SET OF TASKS =>
1. In the text on the Foreign Corrupt Practices Act, what does the Congressional Research Service say the Act was enacted principally to prevent?
2. Write the next part of the text on the Foreign Corrupt Practices Act, starting after its last sentence.
*** TEXT
While the Act was initially seen as being bad for US business abroad, the long-term effects have been for the benefit of US companies both domestically and internationally.
The Foreign Corrupt Practices Act (FCPA) of 1977 was implemented to further restrain the practices of American business in the areas of using undue influence in international business. According to the Congressional Research Service the FCPA was, "...enacted principally to prevent corporate bribery of foreign officials" (Seitzinger). Before the Act was passed, there were cases of corporations using secret funds to influence and bribe foreign officials. The government contended that these illegal payments, "...affected adversely American foreign policy, damaged abroad the image of American democracy, and impaired public confidence in the financial integrity of American corporations" (Seitzinger). The FCPA also reasserted the ideals of fair trade and anti-trust policies by curtailing the unfair practices that might place a corporation in an unfairly advantageous position over a competitor through a corrupt practice. While these business practices had been outlawed by the array of previous legislative acts, the FCPA codified and focused the illegal activity under one act.
******
*** SUPPLIED DATA
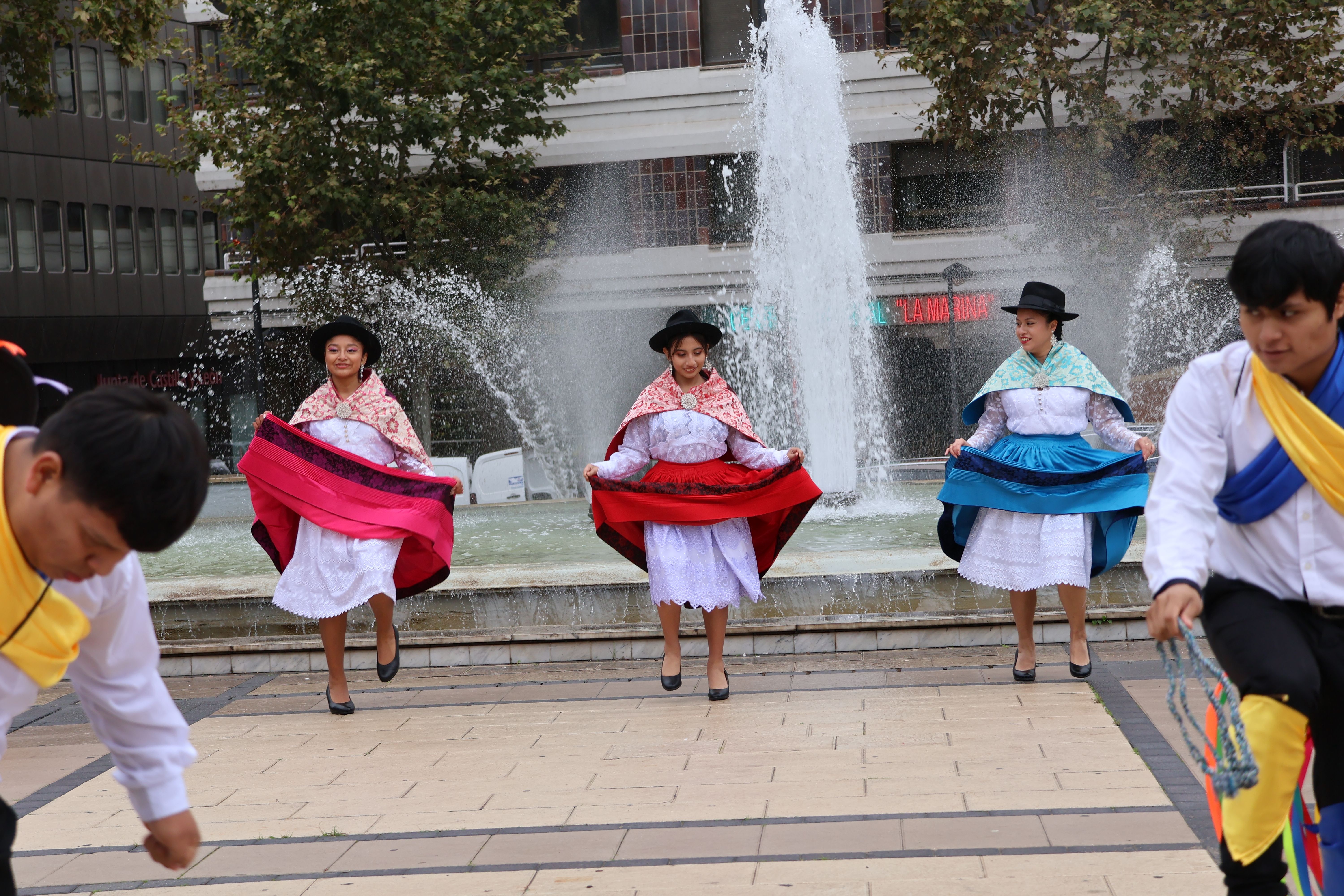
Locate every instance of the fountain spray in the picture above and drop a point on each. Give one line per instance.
******
TASK-BY-TASK RESULTS =>
1. Corporate bribery of foreign officials.

2.
The FCPA of 1977, and the amendments of 1988 and 1998, specifically prohibits the bribery of any foreign official and making false or misleading entries into a company's financial records. Prior to the FCPA, companies would use slush funds to make payments to foreign officials to gain a business advantage. Often these payments would be incorrectly described in their accounting practices (Johnson). In addition the FCPA also expanded the definition of 'foreign official' to include not only highly placed government officials but also private persons who may have a function similar to a government employee. This could include contractors working on government contracts or doing business with a foreign government. The FCPA further outlawed the practice of influencing regulatory policies and the obtaining of permits or licenses through fraud and bribery. The FCPA also further defined and prohibited the practice of "willful blindness" where a company pays money and does not make an inquiry that any reasonable person would make as to the use of said money (Johnson). The FCPA does not differentiate between a bribe that succeeds and an offer that fails or is declined. The Act defines corruption as the intent to unfairly influence.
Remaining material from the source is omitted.